* _DOCUMENT SEGMENT_:
The Economic Side of PKU

Having PKU is expensive for many reasons.  In order to control the PKU and not develop permanent brain damage, a person with PKU must maintain a low protein diet for life and drink their metabolic formula for life.  Depending on the state that a person lives in, determines just how expensive this is.  Currently, most states don't mandate that insurance companies cover the metabolic foods and formula that PKU people need to survive.  Now if you needed to control your diet for diabetes, insurance companies cover the insulin medicine that you would need.  BUT if you needed to control your diet for PKU, insurance companies would not cover the medicine (medical grade food & formula) that you would need.  Does that seem fair?
  
      Just to put things into perspective, here is a list of typical foods that a PKU person would eat daily and the cost of the food items compared to "regular" food items....

                        PKU Foods/Cost                                              "Regular" Foods/Cost                                  
                  
                    Low Protein Linguine- $10                                           Linguine- $3
                  Low Protein Bread Loaf- $12                                     Loaf of Bread- $4
                Low Protein Pierogoi- $17.50                                    Box of Pierogi- $4
                       Baking Mix- $29                                                       Flour- $3
                Low Protein Brownie Mix- $12                                    Brownie Mix- $3
                   8 Low Protein Bagels- $12                                       Bag of Bagels- $4
       25 pieces of Low Protein Chocolate- $22                  Big bag of mini chocolate bars- $6

     Now there's a lot of "regular" foods that PKU people can eat, but the foods still need to weighed and have the protein/phe levels known- veggies, fruits, coconut milk, coconut yogurts, margarine, certain salad dressings, hard candies, etc.  Some people with PKU have a high phe tolerance and can put in a small amount of white bread and cow's milk into their daily diet.

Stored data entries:
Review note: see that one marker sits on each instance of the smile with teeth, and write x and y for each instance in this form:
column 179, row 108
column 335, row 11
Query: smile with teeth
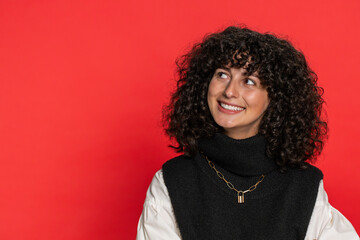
column 230, row 107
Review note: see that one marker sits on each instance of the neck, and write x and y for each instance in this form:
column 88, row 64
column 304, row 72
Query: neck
column 246, row 157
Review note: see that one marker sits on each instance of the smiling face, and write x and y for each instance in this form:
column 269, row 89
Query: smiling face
column 237, row 102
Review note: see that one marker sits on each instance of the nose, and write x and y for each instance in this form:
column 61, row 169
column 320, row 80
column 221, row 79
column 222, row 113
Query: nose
column 231, row 90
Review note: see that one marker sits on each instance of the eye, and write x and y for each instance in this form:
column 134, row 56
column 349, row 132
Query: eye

* _DIRECTIONS_:
- A) Decide whether each statement agrees with the PKU passage, answering yes or no and quoting the words of the passage that settle it. (i) A low protein bread loaf costs $12. (ii) Most states require insurance companies to cover metabolic formula. (iii) Some people with PKU can include a small amount of cow's milk in their daily diet.
- B) In the PKU passage, what is the price of the baking mix, and what is the price of the flour it is compared with?
- C) Extend the PKU passage with one more paragraph that begins after its final sentence.

* _EXERCISE RESPONSES_:
- A)
(i) Yes: "Low Protein Bread Loaf- $12"
(ii) No: "Currently, most states don't mandate that insurance companies cover the metabolic foods and formula that PKU people need to survive."
(iii) Yes: "Some people with PKU have a high phe tolerance and can put in a small amount of white bread and cow's milk into their daily diet."

- B) The baking mix costs $29, and the flour costs $3.

- C)
     Lily has a low phe tolerance of 295 mg per day.  Thomas is currently at 50 mg per day, but he's still a baby and his number is expected to rise.  Since Lily has a low tolerance, we rely heavily on the low protein foods and fruits and vegetables.  Currently our insurance does not cover Lily's food.  However Illinois hospitals have a division for families to provide food at a discounted cost for qualifying families.  Not all states have this.  So imagine if you live in a state where your medical food isn't covered, how do you get by?  It can be really tough.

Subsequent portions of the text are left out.